TASKS TO COMPLETE
a) In the excerpt about the career break, where will the writer live part-time for the fall and winter?
b) Say whether each statement agrees with the excerpt about the career break, and quote the words that decide it: (i) The writer will co-direct a teachers' training during the break. (ii) The writer will stop offering retreats during the break. (iii) Dr. Claudia Welch gave a lecture at 8 Limbs.
c) List every retreat location named in the excerpt about the career break.
----- EXCERPT TO READ
As far as career insights go, it’s time for me to take a break from my weekly routine teaching classes at 8 Limbs Yoga Centers and follow my inner muse and bliss to Austin, Texas, where I will live part-time for the fall and winter. I intend to take some time to connect with my practice, dreams, and open new possibilities for the next stage on my journey. This career break, also known as a “adult gap year” or “sabbatical,” is part of my commitment towards developing skills and gaining experiences outside of my work, or to “un-become” as Dr. Claudia Welch recently said in her lecture at 8 Limbs!

From October 2010 -April 2011, I will be reverse commuting from Austin to Seattle to co-direct the 8 Limbs Teachers’ Training, lead a Business of Yoga series, and host Seasonal Vinyasa workshops. When I’m not in Texas or Seattle, I will be looking forward to reconnecting with you all on retreat at Breitenbush Hot Springs, Esalen, Mexico, or Hawaii! I will continue to offer incredible retreats year round, to hold space for those of you also looking for ways to reconnect with your dreams, muse, and sense of well-being.
----------
----- DATA SUPPLIED
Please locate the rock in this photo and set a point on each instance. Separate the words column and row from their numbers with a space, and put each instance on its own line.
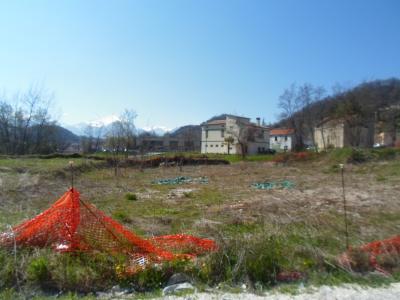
column 180, row 287
column 178, row 278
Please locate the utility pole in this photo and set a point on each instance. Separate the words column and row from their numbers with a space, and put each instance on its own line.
column 71, row 167
column 344, row 206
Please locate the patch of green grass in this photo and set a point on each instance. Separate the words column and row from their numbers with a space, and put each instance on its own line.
column 131, row 197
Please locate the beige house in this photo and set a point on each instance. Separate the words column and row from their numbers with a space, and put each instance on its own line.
column 230, row 134
column 281, row 139
column 339, row 133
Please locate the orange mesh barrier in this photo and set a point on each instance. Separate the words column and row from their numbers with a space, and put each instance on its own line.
column 71, row 224
column 389, row 247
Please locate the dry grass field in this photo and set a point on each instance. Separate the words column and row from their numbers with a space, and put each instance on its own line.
column 307, row 218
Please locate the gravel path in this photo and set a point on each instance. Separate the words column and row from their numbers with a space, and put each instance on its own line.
column 344, row 292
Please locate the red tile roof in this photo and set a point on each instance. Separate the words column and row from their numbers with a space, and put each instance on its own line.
column 216, row 122
column 282, row 131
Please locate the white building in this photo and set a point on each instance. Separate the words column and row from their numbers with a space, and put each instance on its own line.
column 234, row 132
column 281, row 139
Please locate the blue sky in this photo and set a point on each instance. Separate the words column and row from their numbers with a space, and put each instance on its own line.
column 181, row 62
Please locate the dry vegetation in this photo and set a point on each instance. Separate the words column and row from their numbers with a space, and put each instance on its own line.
column 299, row 229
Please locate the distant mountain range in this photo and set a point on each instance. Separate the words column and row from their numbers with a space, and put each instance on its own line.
column 80, row 128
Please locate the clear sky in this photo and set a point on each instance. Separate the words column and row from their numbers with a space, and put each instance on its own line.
column 181, row 62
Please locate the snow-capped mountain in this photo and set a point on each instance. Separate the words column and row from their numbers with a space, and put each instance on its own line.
column 106, row 123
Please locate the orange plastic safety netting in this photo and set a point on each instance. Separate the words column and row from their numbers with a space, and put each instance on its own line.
column 377, row 252
column 72, row 224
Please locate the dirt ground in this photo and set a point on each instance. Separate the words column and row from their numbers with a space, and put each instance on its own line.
column 227, row 203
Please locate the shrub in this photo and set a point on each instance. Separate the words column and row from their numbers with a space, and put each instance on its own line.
column 357, row 156
column 122, row 216
column 385, row 153
column 131, row 197
column 257, row 258
column 38, row 270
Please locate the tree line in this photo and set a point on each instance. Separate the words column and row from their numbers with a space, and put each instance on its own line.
column 306, row 106
column 26, row 126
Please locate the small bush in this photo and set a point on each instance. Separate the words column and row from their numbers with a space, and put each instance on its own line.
column 131, row 197
column 38, row 270
column 122, row 216
column 360, row 261
column 357, row 156
column 385, row 153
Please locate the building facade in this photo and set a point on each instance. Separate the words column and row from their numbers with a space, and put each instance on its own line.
column 339, row 133
column 233, row 135
column 281, row 139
----------
RESULTS FOR EACH TASK
a) Austin, Texas

b)
(i) Yes: "to co-direct the 8 Limbs Teachers’ Training"
(ii) No: "I will continue to offer incredible retreats year round"
(iii) Yes: "as Dr. Claudia Welch recently said in her lecture at 8 Limbs"

c) Breitenbush Hot Springs, Esalen, Mexico, Hawaii